=== Given information ===

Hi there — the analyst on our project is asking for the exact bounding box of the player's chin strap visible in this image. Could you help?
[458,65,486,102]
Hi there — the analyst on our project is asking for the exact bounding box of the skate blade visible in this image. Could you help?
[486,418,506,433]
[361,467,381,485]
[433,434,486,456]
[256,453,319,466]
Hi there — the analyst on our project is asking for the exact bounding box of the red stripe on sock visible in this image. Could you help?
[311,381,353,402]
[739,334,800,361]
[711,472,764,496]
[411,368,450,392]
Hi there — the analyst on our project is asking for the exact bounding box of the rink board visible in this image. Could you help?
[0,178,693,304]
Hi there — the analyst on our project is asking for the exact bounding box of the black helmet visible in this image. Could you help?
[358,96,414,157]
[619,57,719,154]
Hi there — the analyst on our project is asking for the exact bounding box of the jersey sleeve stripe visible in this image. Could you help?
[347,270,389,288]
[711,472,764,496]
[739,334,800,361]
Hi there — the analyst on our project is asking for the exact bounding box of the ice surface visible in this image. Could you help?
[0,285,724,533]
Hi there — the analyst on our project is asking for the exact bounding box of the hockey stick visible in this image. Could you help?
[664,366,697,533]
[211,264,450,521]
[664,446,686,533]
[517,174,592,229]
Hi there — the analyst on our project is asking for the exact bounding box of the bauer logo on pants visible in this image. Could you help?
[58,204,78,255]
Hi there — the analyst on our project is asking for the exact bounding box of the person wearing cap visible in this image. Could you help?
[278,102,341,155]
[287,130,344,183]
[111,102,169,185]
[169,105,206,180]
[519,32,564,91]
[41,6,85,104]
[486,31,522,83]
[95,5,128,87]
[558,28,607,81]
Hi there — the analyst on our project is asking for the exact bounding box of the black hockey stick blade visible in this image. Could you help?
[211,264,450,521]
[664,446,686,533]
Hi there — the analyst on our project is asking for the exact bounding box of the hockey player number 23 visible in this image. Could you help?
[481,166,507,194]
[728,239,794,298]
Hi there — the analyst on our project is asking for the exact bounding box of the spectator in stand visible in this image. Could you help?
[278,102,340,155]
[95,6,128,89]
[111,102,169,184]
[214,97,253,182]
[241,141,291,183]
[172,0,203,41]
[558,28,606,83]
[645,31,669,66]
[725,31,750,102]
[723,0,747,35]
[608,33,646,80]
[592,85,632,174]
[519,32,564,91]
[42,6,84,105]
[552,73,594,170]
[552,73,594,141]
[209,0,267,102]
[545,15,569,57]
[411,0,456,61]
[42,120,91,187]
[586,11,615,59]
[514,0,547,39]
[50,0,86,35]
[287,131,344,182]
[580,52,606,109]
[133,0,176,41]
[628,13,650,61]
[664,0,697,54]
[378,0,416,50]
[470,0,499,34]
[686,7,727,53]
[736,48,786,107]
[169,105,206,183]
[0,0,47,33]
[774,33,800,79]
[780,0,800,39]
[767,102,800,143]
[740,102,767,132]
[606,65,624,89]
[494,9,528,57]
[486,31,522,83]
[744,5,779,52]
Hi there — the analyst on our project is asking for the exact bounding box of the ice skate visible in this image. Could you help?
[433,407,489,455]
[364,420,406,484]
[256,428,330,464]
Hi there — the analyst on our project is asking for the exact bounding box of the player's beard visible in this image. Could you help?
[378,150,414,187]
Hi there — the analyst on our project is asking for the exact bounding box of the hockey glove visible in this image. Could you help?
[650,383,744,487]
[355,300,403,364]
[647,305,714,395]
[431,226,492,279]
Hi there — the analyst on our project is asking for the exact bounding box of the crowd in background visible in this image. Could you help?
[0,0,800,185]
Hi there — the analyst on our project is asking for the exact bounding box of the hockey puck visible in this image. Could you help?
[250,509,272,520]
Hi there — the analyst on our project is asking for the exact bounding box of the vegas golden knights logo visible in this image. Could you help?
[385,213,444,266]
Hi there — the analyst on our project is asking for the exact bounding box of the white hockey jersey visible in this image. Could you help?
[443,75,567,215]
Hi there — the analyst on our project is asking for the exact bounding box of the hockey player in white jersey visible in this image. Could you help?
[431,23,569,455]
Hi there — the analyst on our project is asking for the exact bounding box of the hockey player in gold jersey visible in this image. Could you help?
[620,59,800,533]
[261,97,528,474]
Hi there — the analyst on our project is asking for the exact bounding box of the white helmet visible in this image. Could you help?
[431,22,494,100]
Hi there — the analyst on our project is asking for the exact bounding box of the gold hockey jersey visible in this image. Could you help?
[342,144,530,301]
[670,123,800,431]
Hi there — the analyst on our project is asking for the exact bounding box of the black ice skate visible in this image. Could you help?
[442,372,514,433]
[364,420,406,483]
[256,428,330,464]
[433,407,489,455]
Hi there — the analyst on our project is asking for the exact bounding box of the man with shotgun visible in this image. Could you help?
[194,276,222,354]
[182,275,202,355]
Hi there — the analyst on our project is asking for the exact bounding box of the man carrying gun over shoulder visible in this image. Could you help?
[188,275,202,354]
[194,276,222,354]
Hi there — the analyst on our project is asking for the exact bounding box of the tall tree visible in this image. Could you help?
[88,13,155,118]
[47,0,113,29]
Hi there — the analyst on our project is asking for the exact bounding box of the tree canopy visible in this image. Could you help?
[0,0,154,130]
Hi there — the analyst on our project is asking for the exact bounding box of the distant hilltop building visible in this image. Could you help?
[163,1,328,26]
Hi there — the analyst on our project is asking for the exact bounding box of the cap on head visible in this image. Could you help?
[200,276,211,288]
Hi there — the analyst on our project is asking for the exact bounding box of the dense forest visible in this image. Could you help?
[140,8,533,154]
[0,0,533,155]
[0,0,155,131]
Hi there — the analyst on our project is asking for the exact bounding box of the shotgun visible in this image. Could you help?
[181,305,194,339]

===

■ **Set exercise**:
Reproduce the entire listing above word for word, from its first line through its last.

■ **Exercise response**:
Hi there — the analyst on our project is asking for the exact bounding box of the player's chin strap visible in this image. Could you help?
[458,65,486,102]
Hi there — the analyst on our project is asking for the exact bounding box of the skate blade visible in this image. Could you help?
[486,418,506,433]
[361,467,381,485]
[433,434,486,456]
[256,453,319,466]
Hi there — the analyst on our project is asking for the exact bounding box of the red stripe on sock visible in this image. Could you help?
[311,381,353,402]
[739,334,800,361]
[711,472,764,496]
[411,368,450,392]
Hi there — the analyst on our project is asking for the exact bounding box of the rink board visible in this image. Could you help?
[0,178,693,304]
Hi there — the analyst on our project is asking for the exact bounding box of the black helmet visible in this image. Could you help?
[358,96,414,157]
[619,57,719,154]
Hi there — the analyst on our project is asking for the exact bounding box of the jersey sleeve stripe visible in this image. Could you help?
[347,270,389,288]
[711,472,764,496]
[739,334,800,361]
Hi there — the analyst on our project is asking for the exact bounding box of the ice surface visible in this image. Could you help?
[0,285,724,533]
Hi there — the analyst on our project is asking for the exact bounding box of the hockey stick visible in this image. Could you help?
[664,366,697,533]
[211,264,450,521]
[664,446,686,533]
[517,174,592,229]
Hi there — the analyst on our project is asking for the exact bounding box of the bauer logo on pants visible in this image. Could you help?
[58,204,78,255]
Hi there — the analyst on our project is asking for the exact bounding box of the person wearing cap visible in this image. Could you help?
[278,102,341,155]
[287,130,344,183]
[111,102,169,185]
[169,105,206,180]
[519,32,564,91]
[41,6,85,104]
[486,31,522,83]
[95,5,128,87]
[558,28,607,81]
Hi there — the analyst on our project is asking for the exact bounding box of the black hockey stick blade visible in this image. Could you help?
[211,264,450,521]
[664,446,686,533]
Hi there — the analyst on our project is asking for the exact bounding box of the hockey player number 23 visible in this image. Could you help?
[481,166,507,194]
[728,239,794,298]
Hi there — the analyst on our project is asking for the exact bounding box of the spectator in stand visible in this image. Could you help?
[278,102,340,155]
[95,6,128,89]
[111,102,169,184]
[214,97,253,182]
[241,141,291,183]
[172,0,203,41]
[558,28,606,83]
[645,31,669,66]
[725,31,750,102]
[723,0,747,35]
[608,33,646,80]
[592,85,632,174]
[519,32,564,91]
[42,6,84,105]
[552,73,594,170]
[552,73,594,141]
[209,0,267,102]
[545,15,569,57]
[411,0,456,61]
[42,120,91,187]
[586,11,615,59]
[514,0,547,39]
[50,0,86,35]
[287,131,344,182]
[580,52,606,109]
[133,0,176,41]
[628,13,650,61]
[664,0,697,54]
[378,0,416,50]
[470,0,499,34]
[686,7,727,53]
[736,48,786,107]
[169,105,206,183]
[0,0,47,33]
[774,33,800,79]
[780,0,800,39]
[767,102,800,143]
[740,102,767,132]
[606,65,624,89]
[494,9,528,57]
[486,31,522,83]
[744,5,779,52]
Hi there — the analyst on our project is asking for the exact bounding box of the ice skate visible in this image. Could you help?
[433,407,489,455]
[364,420,406,484]
[256,428,330,464]
Hi there — the analyst on our project is asking for the exact bounding box of the player's beard visible in this image. Could you help?
[378,150,414,187]
Hi there — the analyst on our project is asking for the exact bounding box of the hockey glove visible in this image. Could you help?
[650,383,744,487]
[355,300,403,364]
[647,305,714,395]
[431,226,492,279]
Hi there — the analyst on our project is asking for the exact bounding box of the crowd in background visible in this image. Could you help?
[0,0,800,185]
Hi there — the analyst on our project is asking for the exact bounding box of the hockey puck visible in this image. Could you help?
[250,509,272,520]
Hi there — the analyst on our project is asking for the exact bounding box of the vegas golden knights logo visible in this image. Could you help?
[385,213,444,266]
Hi there — the analyst on our project is asking for the exact bounding box of the white hockey jersey visible in this image. Could you help?
[443,75,567,215]
Hi there — the analyst on our project is asking for the exact bounding box of the hockey player in white jersey visible in this image. Could you help?
[431,23,569,455]
Hi there — the analyst on our project is asking for the exact bounding box of the hockey player in gold jersey visible in this image. Could you help?
[620,59,800,533]
[261,97,528,474]
Hi there — the analyst on our project is asking for the exact bounding box of the white helmet visible in this image. Could you help?
[431,22,494,100]
Hi there — the analyst on our project is asking for the exact bounding box of the gold hockey jersey visible in this image. Could you help?
[342,144,530,301]
[670,123,800,431]
Hi there — the analyst on our project is asking for the exact bounding box of the black ice skate visible in this image. Could you help?
[442,372,514,433]
[364,420,406,483]
[256,428,330,464]
[433,407,489,455]
Hi there — the analyst on our project is asking for the exact bounding box of the man with shotgun visible in this image. Could you help?
[194,276,222,354]
[182,275,202,355]
Hi there — the analyst on our project is asking for the exact bounding box of the man carrying gun over shoulder visible in this image. Could you help?
[188,275,202,354]
[194,276,222,354]
Hi there — the analyst on our project is asking for the exact bounding box of the tall tree visible in this image. Could you help?
[88,13,155,118]
[47,0,113,29]
Hi there — the analyst on our project is asking for the exact bounding box of the tree canopy visible in this image. Could you help?
[0,0,154,130]
Hi there — the analyst on our project is asking for the exact bounding box of the distant hilltop building visible in this image. Could you help?
[163,1,328,26]
Hi there — the analyst on our project is asking for the exact bounding box of the cap on head visible in this image. Could you help?
[200,276,211,288]
Hi there — the analyst on our project is asking for the exact bounding box of the dense forest visible in this image. Could you help?
[140,8,533,154]
[0,0,533,155]
[0,0,155,131]
Hi there — the analyst on our project is asking for the exact bounding box of the shotgun visible in this image. Could you help?
[181,305,194,339]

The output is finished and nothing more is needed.